Items listed in a dataset:
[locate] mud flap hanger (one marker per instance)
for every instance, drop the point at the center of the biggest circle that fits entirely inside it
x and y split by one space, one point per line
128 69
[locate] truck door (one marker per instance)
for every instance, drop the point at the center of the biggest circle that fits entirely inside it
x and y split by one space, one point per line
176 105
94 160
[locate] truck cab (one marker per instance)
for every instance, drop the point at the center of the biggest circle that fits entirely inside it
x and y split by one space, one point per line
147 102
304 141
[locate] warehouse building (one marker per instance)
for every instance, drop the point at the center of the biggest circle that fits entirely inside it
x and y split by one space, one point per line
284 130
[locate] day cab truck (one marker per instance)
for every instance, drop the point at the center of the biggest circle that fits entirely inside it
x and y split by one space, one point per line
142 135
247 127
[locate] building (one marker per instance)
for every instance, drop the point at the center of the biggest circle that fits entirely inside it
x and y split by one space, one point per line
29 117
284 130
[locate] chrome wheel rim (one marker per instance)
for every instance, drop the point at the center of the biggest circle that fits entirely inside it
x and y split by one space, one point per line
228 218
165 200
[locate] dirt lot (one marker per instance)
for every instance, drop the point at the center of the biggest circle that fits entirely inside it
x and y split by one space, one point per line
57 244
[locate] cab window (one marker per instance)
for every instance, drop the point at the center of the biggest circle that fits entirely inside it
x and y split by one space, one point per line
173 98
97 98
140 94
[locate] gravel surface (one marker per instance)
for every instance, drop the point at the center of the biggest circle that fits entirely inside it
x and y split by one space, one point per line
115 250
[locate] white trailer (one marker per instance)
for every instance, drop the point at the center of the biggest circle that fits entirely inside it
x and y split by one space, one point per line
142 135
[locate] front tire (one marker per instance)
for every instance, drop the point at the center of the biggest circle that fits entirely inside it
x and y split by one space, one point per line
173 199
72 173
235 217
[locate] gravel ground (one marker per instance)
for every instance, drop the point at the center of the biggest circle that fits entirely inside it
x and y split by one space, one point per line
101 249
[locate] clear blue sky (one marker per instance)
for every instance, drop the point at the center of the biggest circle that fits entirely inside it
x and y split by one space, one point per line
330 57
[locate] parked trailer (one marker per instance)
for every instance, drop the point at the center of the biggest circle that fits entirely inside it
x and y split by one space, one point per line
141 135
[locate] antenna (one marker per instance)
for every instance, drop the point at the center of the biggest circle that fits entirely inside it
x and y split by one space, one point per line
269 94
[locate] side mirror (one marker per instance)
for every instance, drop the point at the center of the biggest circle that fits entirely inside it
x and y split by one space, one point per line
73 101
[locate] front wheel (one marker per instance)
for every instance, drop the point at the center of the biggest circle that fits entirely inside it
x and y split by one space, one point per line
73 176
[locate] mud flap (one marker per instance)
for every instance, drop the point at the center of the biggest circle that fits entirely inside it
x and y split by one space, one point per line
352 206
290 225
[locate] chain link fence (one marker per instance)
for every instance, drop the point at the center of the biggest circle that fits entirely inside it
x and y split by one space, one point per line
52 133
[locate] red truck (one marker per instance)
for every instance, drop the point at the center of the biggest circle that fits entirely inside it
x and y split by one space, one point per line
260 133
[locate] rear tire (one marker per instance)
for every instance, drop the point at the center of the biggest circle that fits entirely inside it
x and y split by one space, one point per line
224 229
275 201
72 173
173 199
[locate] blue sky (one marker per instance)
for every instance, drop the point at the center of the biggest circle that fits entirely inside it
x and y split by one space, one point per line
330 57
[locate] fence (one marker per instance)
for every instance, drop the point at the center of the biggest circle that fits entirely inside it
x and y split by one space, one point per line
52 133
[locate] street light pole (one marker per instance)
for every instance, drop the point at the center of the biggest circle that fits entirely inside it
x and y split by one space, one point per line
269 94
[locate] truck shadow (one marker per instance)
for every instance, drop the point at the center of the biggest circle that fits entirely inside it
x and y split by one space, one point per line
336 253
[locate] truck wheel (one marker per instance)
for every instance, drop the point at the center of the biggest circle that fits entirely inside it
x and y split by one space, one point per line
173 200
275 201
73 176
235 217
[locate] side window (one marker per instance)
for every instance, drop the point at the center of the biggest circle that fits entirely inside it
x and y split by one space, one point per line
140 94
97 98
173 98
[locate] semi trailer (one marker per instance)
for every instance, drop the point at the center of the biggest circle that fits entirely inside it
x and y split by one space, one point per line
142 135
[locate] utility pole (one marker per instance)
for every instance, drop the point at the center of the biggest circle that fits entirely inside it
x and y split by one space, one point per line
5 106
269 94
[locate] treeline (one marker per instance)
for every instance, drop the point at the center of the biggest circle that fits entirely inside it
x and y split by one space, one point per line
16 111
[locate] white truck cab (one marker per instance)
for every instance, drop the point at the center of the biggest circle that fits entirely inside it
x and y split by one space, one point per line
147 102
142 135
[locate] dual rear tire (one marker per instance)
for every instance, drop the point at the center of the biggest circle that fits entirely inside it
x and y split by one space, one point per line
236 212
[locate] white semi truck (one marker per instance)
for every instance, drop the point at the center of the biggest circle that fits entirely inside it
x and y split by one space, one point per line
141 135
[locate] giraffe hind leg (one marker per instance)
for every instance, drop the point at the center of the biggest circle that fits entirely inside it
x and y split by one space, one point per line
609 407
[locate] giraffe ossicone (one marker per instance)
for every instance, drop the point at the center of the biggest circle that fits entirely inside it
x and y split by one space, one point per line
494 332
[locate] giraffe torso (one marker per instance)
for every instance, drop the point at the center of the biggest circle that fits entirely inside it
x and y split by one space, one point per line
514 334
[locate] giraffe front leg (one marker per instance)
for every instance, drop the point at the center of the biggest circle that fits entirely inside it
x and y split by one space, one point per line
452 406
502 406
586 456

What to do ▸
List each line of the entries that holds the string "fence".

Written reply ▸
[locate] chain link fence (one marker per instance)
[locate] fence (one marker per instance)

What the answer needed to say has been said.